**Work to complete**
Find each line in the listing below that includes the word "bicycle", and copy all of those lines.

**Listing**

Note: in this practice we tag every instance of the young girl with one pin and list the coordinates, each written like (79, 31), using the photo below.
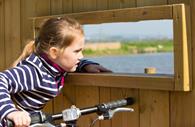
(40, 70)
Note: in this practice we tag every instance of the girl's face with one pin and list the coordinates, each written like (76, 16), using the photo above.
(69, 58)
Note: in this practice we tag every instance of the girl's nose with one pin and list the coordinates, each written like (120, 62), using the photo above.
(80, 55)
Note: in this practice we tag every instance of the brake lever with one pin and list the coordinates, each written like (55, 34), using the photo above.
(110, 113)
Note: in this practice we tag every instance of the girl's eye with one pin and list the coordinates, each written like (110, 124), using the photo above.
(77, 51)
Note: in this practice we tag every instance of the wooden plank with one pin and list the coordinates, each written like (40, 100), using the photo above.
(154, 108)
(122, 81)
(56, 7)
(115, 4)
(126, 119)
(181, 48)
(182, 104)
(12, 31)
(102, 4)
(150, 2)
(2, 36)
(87, 97)
(178, 1)
(118, 15)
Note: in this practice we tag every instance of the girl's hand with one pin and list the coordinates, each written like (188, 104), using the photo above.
(20, 118)
(94, 68)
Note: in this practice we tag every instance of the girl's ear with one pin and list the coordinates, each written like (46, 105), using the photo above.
(53, 52)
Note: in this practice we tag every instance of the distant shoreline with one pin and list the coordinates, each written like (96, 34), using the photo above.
(131, 47)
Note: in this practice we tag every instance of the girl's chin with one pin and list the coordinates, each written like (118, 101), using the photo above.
(73, 69)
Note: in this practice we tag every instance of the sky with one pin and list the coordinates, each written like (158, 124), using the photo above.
(142, 29)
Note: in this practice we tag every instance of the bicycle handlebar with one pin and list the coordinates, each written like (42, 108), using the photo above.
(74, 113)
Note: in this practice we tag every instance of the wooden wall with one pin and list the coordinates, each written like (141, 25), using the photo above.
(153, 108)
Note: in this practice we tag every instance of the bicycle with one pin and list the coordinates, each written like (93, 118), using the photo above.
(104, 111)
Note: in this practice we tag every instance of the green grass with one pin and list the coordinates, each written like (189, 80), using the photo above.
(135, 47)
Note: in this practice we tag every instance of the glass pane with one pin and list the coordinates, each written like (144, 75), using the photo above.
(131, 47)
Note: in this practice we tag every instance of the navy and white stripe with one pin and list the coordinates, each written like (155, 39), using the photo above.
(31, 84)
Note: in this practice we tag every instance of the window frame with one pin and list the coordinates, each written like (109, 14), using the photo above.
(179, 81)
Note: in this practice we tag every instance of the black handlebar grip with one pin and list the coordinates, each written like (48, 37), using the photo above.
(10, 123)
(38, 117)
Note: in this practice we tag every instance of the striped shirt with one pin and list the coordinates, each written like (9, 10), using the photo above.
(31, 84)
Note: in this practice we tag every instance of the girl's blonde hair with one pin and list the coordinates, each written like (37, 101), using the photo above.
(59, 32)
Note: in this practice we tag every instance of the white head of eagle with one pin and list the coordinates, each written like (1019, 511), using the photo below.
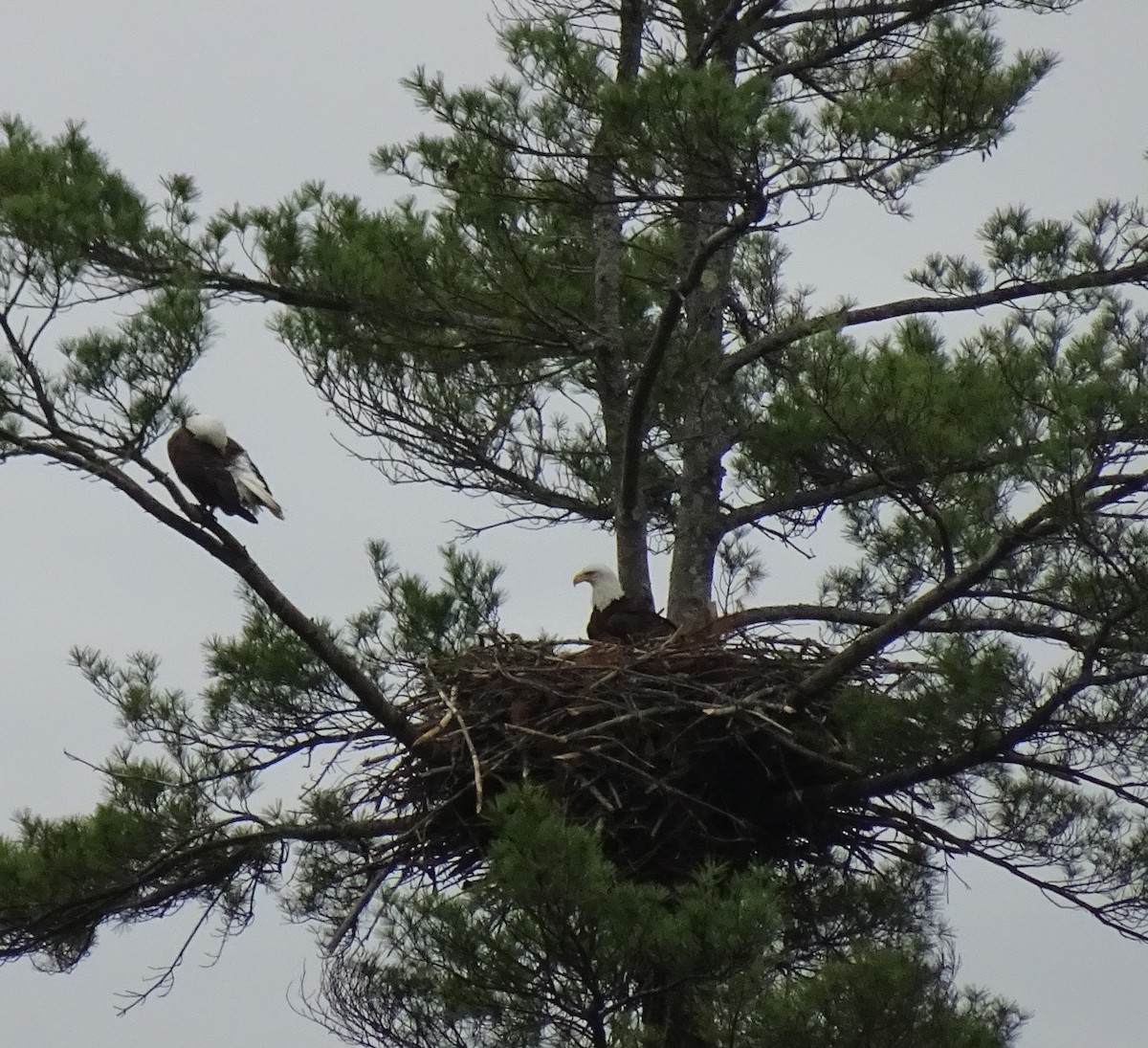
(618, 617)
(217, 470)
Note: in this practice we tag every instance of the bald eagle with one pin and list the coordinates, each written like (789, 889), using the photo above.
(615, 616)
(217, 470)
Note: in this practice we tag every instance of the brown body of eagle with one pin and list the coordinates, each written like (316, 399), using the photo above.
(217, 470)
(617, 617)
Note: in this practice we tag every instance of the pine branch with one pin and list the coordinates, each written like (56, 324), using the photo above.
(1005, 294)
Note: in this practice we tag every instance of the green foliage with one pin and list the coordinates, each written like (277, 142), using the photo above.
(552, 947)
(413, 620)
(596, 269)
(61, 196)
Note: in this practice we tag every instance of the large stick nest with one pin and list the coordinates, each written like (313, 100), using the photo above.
(680, 754)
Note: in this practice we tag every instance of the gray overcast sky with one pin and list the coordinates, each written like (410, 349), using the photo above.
(253, 99)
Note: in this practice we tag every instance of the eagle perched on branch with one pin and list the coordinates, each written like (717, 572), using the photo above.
(217, 470)
(617, 617)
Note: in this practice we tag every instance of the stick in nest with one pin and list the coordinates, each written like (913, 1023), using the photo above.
(470, 745)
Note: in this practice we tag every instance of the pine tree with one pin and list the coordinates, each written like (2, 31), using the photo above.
(595, 324)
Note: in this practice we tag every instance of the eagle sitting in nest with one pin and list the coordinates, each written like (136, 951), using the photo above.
(615, 617)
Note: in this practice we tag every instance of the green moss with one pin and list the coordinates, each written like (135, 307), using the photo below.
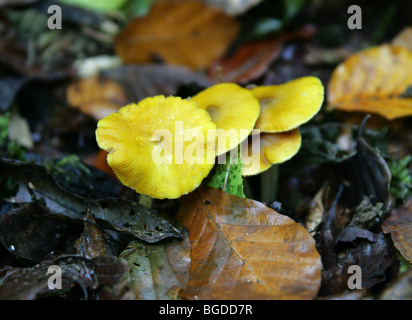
(228, 176)
(401, 184)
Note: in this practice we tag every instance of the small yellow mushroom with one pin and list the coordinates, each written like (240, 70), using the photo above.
(274, 148)
(160, 147)
(285, 107)
(233, 109)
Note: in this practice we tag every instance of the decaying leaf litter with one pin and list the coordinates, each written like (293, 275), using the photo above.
(336, 194)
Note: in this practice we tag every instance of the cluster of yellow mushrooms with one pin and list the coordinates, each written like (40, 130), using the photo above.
(130, 136)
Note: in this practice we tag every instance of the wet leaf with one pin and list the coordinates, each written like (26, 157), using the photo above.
(241, 249)
(249, 62)
(401, 289)
(92, 240)
(30, 234)
(32, 283)
(96, 96)
(158, 271)
(374, 81)
(366, 174)
(124, 216)
(102, 5)
(399, 225)
(144, 81)
(373, 253)
(9, 87)
(187, 33)
(404, 39)
(252, 60)
(233, 7)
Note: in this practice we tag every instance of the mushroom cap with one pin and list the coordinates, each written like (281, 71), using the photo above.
(285, 107)
(274, 148)
(233, 109)
(173, 130)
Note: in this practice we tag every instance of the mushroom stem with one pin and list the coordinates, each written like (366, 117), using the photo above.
(269, 184)
(146, 201)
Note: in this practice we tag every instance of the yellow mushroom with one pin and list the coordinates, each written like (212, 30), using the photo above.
(160, 147)
(233, 109)
(282, 109)
(285, 107)
(273, 148)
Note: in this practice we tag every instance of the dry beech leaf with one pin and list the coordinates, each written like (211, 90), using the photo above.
(96, 96)
(242, 249)
(249, 62)
(399, 225)
(404, 39)
(187, 33)
(375, 81)
(252, 60)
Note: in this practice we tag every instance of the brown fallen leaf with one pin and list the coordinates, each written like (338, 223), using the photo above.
(96, 96)
(249, 62)
(142, 81)
(253, 59)
(374, 80)
(242, 249)
(187, 33)
(399, 225)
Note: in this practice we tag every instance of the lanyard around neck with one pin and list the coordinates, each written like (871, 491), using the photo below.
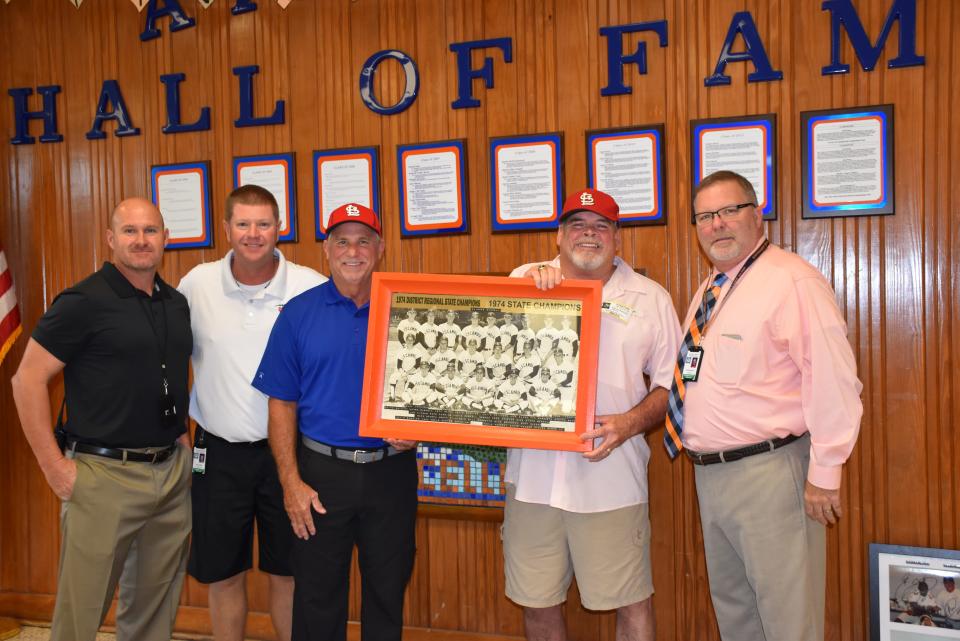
(743, 270)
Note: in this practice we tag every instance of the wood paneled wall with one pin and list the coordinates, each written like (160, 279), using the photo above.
(895, 277)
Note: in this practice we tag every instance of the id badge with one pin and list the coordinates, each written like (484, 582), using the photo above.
(199, 460)
(691, 364)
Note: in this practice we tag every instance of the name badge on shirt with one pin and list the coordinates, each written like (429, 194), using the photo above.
(617, 310)
(199, 460)
(691, 364)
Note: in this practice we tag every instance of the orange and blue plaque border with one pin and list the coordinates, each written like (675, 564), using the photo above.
(371, 154)
(202, 169)
(656, 215)
(288, 162)
(884, 203)
(766, 124)
(410, 228)
(555, 142)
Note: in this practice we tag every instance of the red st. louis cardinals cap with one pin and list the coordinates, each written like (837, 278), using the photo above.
(354, 213)
(592, 200)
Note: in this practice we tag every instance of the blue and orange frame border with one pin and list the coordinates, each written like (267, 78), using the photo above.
(884, 205)
(554, 139)
(462, 224)
(288, 161)
(768, 124)
(370, 153)
(658, 215)
(205, 239)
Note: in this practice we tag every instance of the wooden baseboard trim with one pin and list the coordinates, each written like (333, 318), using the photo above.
(193, 620)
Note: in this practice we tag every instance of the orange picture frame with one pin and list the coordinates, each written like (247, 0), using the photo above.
(401, 400)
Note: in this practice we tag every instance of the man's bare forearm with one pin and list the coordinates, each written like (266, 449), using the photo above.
(31, 394)
(650, 412)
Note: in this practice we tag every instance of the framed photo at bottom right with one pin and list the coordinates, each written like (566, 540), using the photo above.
(914, 594)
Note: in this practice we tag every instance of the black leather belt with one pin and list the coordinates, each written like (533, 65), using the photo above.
(346, 454)
(729, 456)
(158, 456)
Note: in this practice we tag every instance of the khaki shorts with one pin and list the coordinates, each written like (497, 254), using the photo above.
(544, 546)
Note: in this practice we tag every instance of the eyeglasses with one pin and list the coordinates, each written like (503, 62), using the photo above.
(704, 218)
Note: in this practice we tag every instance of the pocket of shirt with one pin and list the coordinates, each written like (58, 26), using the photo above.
(729, 359)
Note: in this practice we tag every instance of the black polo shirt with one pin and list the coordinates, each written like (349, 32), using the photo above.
(110, 335)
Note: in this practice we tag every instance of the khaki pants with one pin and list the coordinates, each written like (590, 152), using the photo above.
(765, 557)
(126, 523)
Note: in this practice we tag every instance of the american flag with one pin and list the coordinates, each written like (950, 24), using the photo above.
(10, 327)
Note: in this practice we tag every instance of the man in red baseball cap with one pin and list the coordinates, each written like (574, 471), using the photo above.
(586, 514)
(345, 490)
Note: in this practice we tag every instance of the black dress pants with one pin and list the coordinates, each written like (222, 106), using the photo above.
(372, 506)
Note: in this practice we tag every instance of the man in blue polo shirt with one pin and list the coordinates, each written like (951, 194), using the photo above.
(339, 489)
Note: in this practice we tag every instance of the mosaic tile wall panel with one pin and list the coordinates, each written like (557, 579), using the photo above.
(453, 474)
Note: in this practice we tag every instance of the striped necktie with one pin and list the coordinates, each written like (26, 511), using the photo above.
(671, 437)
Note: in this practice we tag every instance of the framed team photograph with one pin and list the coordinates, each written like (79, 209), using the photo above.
(913, 593)
(481, 360)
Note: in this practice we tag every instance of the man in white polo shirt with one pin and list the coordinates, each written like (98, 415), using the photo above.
(233, 305)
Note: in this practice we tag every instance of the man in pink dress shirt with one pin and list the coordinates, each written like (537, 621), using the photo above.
(769, 416)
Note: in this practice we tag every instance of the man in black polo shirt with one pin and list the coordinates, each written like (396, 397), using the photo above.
(122, 339)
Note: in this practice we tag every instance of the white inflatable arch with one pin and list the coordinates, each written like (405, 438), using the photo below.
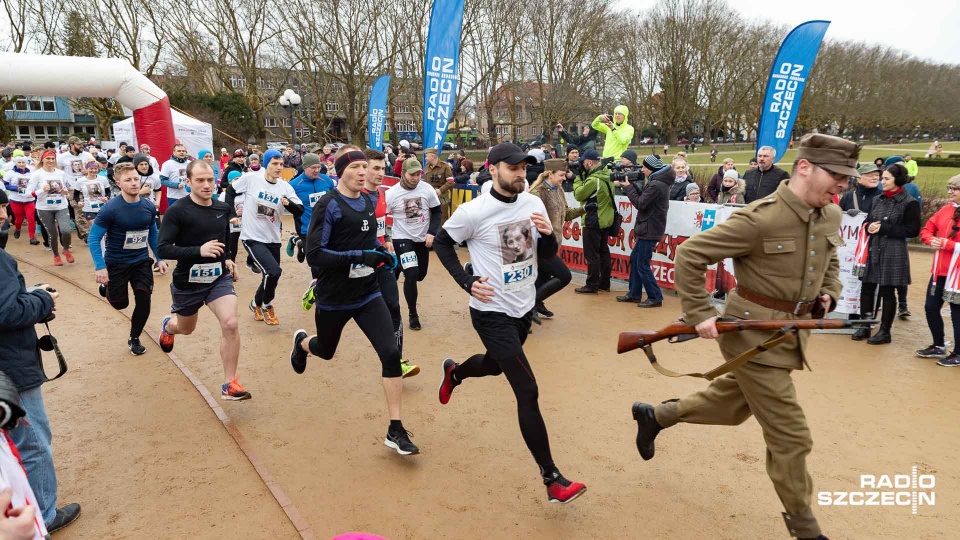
(76, 76)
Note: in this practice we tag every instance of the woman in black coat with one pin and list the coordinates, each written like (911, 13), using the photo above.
(894, 218)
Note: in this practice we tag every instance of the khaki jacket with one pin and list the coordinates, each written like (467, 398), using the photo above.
(781, 248)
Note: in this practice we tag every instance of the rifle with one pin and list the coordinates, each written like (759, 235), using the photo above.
(679, 332)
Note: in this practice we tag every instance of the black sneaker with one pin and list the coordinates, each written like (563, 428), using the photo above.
(298, 356)
(65, 516)
(933, 352)
(136, 348)
(399, 440)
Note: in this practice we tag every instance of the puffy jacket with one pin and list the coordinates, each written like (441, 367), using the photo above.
(940, 225)
(595, 186)
(19, 312)
(617, 139)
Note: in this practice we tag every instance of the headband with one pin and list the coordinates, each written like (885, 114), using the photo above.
(345, 159)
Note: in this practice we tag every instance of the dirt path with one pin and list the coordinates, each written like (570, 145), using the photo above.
(872, 410)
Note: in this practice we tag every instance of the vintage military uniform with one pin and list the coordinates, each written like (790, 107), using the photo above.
(784, 258)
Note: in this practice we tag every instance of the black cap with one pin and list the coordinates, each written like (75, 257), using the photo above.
(510, 153)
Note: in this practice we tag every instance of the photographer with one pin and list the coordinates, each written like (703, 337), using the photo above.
(20, 310)
(593, 189)
(652, 202)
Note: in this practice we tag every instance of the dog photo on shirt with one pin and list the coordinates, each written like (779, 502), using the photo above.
(516, 241)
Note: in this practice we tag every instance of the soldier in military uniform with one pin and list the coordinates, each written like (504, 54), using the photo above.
(784, 255)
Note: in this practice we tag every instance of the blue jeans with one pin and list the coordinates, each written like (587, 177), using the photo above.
(641, 275)
(33, 442)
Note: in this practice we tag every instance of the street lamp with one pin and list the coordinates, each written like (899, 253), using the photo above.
(290, 100)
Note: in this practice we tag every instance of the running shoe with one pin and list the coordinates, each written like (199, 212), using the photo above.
(933, 352)
(408, 369)
(447, 383)
(298, 356)
(307, 299)
(136, 348)
(166, 340)
(233, 391)
(269, 316)
(561, 490)
(257, 312)
(400, 441)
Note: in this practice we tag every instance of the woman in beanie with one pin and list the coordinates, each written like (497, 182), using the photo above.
(894, 218)
(941, 233)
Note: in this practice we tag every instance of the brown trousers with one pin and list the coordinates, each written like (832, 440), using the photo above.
(768, 394)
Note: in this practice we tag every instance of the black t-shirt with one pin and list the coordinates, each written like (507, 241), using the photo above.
(187, 226)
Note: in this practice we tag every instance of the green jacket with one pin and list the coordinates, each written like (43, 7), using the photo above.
(616, 140)
(596, 184)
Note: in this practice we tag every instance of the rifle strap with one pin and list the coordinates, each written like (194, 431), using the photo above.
(781, 336)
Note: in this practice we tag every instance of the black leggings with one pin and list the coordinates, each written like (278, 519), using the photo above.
(267, 258)
(552, 276)
(391, 297)
(934, 319)
(886, 294)
(373, 318)
(503, 336)
(415, 270)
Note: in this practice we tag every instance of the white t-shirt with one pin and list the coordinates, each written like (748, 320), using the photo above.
(94, 191)
(262, 208)
(56, 197)
(411, 210)
(175, 172)
(73, 165)
(503, 246)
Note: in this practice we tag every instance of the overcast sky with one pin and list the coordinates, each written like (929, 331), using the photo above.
(928, 29)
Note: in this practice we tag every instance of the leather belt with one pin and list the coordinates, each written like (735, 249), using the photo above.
(796, 308)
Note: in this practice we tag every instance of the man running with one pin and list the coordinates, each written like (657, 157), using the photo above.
(506, 232)
(127, 223)
(343, 249)
(416, 219)
(194, 233)
(267, 195)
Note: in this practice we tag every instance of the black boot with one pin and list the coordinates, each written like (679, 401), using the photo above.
(647, 429)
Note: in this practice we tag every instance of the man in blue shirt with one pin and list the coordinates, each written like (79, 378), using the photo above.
(128, 225)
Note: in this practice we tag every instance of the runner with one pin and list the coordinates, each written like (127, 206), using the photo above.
(416, 219)
(128, 225)
(507, 232)
(267, 195)
(49, 185)
(173, 175)
(342, 247)
(194, 233)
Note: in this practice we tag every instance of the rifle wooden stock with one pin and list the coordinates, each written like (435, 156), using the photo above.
(677, 332)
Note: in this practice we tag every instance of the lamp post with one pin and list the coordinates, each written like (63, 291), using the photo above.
(290, 100)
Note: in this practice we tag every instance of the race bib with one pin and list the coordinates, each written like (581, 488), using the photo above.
(518, 275)
(359, 270)
(135, 240)
(205, 273)
(408, 260)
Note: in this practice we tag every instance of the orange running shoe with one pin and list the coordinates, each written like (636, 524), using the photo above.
(270, 317)
(257, 311)
(234, 391)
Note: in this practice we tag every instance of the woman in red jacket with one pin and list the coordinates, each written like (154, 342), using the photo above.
(941, 233)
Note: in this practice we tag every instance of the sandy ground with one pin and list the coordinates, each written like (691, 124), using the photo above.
(160, 461)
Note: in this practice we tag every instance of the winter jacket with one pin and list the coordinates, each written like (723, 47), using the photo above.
(595, 187)
(652, 204)
(941, 225)
(617, 139)
(759, 183)
(888, 263)
(19, 312)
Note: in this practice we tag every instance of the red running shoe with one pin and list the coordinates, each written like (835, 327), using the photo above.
(561, 490)
(447, 384)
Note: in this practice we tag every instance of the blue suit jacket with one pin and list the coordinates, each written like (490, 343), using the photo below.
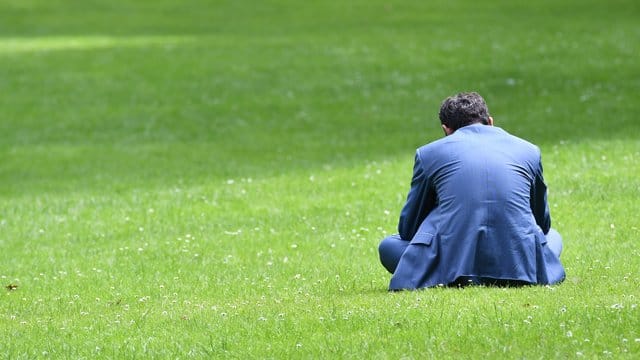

**Result of this exercise**
Note: in this practice we tag every instance of the bicycle handlebar with one pin and list the coordinates, each written like (42, 108), using the photo above.
Note: in this practice we tag every instance of the bicycle with one pin and list the coordinates, each written like (93, 118), using the photo above.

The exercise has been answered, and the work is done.